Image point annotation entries
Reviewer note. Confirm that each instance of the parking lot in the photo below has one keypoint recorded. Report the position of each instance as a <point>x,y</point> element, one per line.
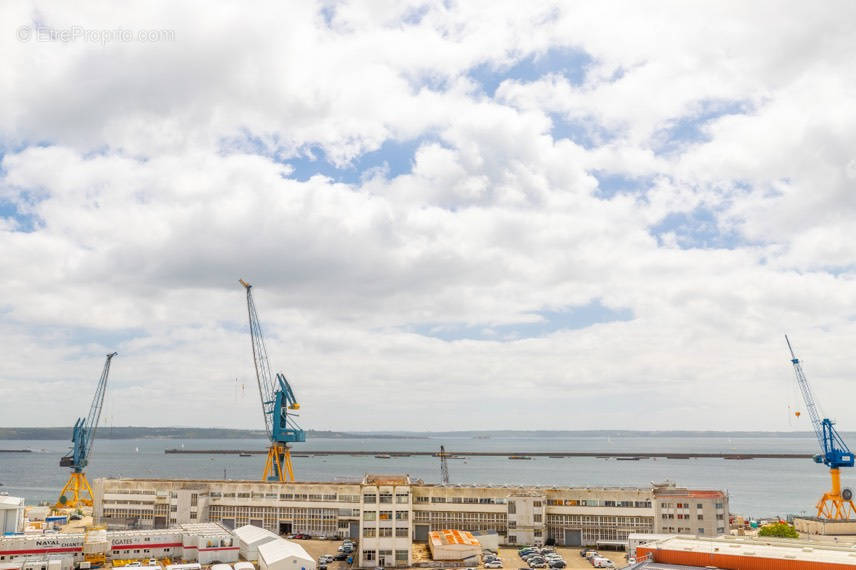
<point>510,559</point>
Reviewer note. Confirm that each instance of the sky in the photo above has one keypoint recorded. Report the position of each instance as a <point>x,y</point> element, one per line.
<point>455,215</point>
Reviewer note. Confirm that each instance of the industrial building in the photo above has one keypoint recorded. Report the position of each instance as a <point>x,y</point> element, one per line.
<point>748,553</point>
<point>205,543</point>
<point>387,513</point>
<point>11,514</point>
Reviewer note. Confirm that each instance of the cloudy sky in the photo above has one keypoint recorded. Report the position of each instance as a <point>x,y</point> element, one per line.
<point>456,215</point>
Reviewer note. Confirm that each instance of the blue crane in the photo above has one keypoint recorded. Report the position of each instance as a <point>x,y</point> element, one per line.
<point>75,492</point>
<point>278,403</point>
<point>836,503</point>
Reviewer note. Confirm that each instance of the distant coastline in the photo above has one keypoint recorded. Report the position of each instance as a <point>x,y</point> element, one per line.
<point>62,433</point>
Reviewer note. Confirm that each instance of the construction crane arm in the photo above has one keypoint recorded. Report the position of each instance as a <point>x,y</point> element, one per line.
<point>94,416</point>
<point>267,388</point>
<point>835,452</point>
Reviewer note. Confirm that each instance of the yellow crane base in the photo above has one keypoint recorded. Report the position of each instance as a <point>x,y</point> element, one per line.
<point>75,492</point>
<point>278,465</point>
<point>832,505</point>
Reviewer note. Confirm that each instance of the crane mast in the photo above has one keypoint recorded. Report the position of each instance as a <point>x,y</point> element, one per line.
<point>278,401</point>
<point>75,492</point>
<point>837,503</point>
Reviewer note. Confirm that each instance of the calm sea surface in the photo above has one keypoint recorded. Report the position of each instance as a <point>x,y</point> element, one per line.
<point>758,487</point>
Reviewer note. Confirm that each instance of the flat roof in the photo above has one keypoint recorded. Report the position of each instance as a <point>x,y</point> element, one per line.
<point>253,534</point>
<point>387,480</point>
<point>412,483</point>
<point>281,549</point>
<point>776,550</point>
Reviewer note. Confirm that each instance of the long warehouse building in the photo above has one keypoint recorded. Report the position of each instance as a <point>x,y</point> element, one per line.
<point>388,512</point>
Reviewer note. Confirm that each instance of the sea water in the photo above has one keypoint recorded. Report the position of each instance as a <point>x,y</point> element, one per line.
<point>756,488</point>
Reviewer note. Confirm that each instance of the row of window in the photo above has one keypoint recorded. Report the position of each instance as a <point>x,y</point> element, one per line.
<point>385,515</point>
<point>288,497</point>
<point>401,532</point>
<point>390,558</point>
<point>599,503</point>
<point>461,500</point>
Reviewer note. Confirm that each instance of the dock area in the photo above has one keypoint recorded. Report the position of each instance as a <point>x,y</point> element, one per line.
<point>515,454</point>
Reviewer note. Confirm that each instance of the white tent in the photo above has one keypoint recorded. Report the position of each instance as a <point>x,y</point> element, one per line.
<point>250,538</point>
<point>281,554</point>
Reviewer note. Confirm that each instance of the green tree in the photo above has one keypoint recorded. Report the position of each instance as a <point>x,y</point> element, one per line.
<point>778,530</point>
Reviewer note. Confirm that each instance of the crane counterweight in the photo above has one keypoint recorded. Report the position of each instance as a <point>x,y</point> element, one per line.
<point>836,503</point>
<point>77,491</point>
<point>277,398</point>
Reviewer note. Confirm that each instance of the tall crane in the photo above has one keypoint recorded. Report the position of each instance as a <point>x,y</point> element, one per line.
<point>837,503</point>
<point>444,466</point>
<point>83,435</point>
<point>278,403</point>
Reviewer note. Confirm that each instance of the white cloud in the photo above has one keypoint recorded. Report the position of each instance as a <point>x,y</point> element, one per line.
<point>157,174</point>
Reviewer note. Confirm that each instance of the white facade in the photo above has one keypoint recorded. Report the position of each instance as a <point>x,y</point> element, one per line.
<point>249,539</point>
<point>385,514</point>
<point>11,514</point>
<point>282,554</point>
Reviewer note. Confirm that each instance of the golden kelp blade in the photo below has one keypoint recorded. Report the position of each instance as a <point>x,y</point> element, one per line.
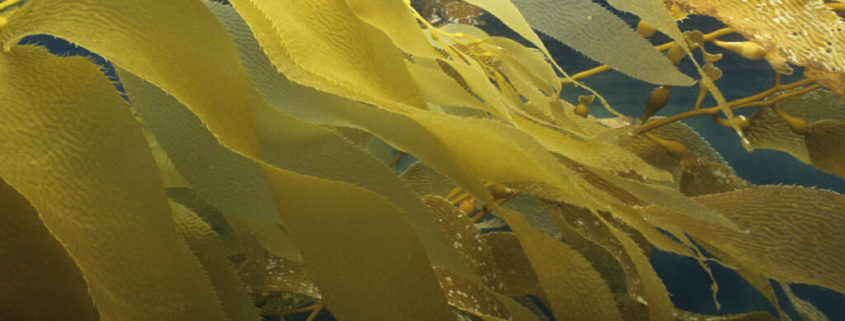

*Set exercise*. Copy out all of the material above word for word, leaving out the pictures.

*Answer in full*.
Reviewer note. Confirm that each instance of the parking lot in the photo below has one keypoint recorded. Report the position of each instance as a <point>x,y</point> element, one per line.
<point>510,559</point>
Reviewer note. Confirm that each instance of the sky in the photo above has one keypoint recorded. Report the position of each instance as a <point>x,y</point> element, one per line.
<point>455,215</point>
Reviewer note. Confirm that each instance of the industrial building in the photo above has one keypoint recorded. Report the position of each instance as a <point>x,y</point> element, one per line.
<point>748,553</point>
<point>205,543</point>
<point>387,513</point>
<point>11,514</point>
Reviewer note. Confirm that each instance of the cloudy sky in the photo above has one keypoint recorded. Report the position of each instance as a <point>x,y</point> element, one per line.
<point>456,215</point>
Reviewer note. Confirm that each instance of the blue crane in the photo above has one keypoint recorded. Report the position of each instance as a <point>x,y</point> element, one per line.
<point>75,492</point>
<point>278,403</point>
<point>836,503</point>
Reviewer note. Confirm that each instance of the distant coastline in the photo above has one keypoint recorded. Report the position of each instance as a <point>x,y</point> element, one per line.
<point>62,433</point>
Reviewer note. Confirm that each instance of the construction crane arm in the photo above has one keypoint recorded. Report the position of each instance as a <point>x,y</point> element, one per line.
<point>94,416</point>
<point>267,388</point>
<point>835,452</point>
Reviewer note. Confirm that each instance of the yellow crane base in the photo above has one keypoint recorded. Report the position of each instance as a <point>x,y</point> element, one per line.
<point>75,492</point>
<point>278,465</point>
<point>832,505</point>
Reviewer note. Confirm that each instance of the crane mast in the photo above has one keypoint recorded. Report the position of each instance as a <point>x,y</point> element, one per line.
<point>278,401</point>
<point>75,492</point>
<point>837,503</point>
Reviewer note. Confirm that each instance of the calm sea surface in the photo above has one keypoint recorded. Report the position of each instance as a <point>x,y</point> element, one per line.
<point>758,487</point>
Reviewer note. Confirm that each instance of the flat roof in the photo above has one keypoint recorded. Report the position of each instance as a <point>x,y</point> element, one per line.
<point>253,534</point>
<point>387,480</point>
<point>412,483</point>
<point>281,549</point>
<point>776,550</point>
Reviewer note. Confirm that each instance of the long warehouse building in the photo above has one keypoint recorded. Report the position of each instance as a <point>x,y</point> element, one per line.
<point>388,512</point>
Reviewer note. Confirm that each instance of the sea water in the photo above has one keypoint recorded. Report the position of each instance as a <point>x,y</point> element, one per line.
<point>756,488</point>
Reviewer note. Confirm that each instance of the row of window in the photo above has one keypoint recorded. Report the position of each instance as a <point>x,y</point> element, one per line.
<point>385,515</point>
<point>288,497</point>
<point>401,532</point>
<point>390,558</point>
<point>599,503</point>
<point>461,500</point>
Reviewer note. Confirm that each instance of the dock area in the photo above has one keypoint recorded. Report the position of each instance as a <point>x,y</point> element, one per line.
<point>515,454</point>
Reviewer note. Confirm that each instance of the white tent in the photo above has one keypoint recorded. Report the position of each instance as a <point>x,y</point> element, one per line.
<point>250,538</point>
<point>281,554</point>
Reviewer note. Confirm that each instance of the green tree in the photo above has one keypoint recorded. Report the position of each instance as a <point>x,y</point> element, one per line.
<point>778,530</point>
Reviewer note. Confirm that each instance of the crane counterweight in the photo above has one keypoint recorded. Report the position of each instance as a <point>x,y</point> element, one per line.
<point>836,503</point>
<point>77,491</point>
<point>277,398</point>
Reviewer note. Confirm that each instance of the tall crane in the photo above has one keypoint recorded. Report the position of each instance as a <point>x,y</point> element, one per line.
<point>837,503</point>
<point>444,466</point>
<point>83,435</point>
<point>278,403</point>
Reviewer note. Confirm that each instance of the white cloud in the photo above has one keypoint recorded. Report the position of each instance as a <point>x,y</point> element, one per line.
<point>157,174</point>
Reviewer note. Confirm that each instance of the white facade in the photo above has one keypoint recorded. Report the position of each instance as a <point>x,y</point> element, one per line.
<point>249,539</point>
<point>385,514</point>
<point>11,514</point>
<point>282,554</point>
Reviewer note. Confirm that each instance of the golden kelp blade in the photo below has one keypoint recorded. Report the position of each instance as a <point>x,y</point> element, one per line.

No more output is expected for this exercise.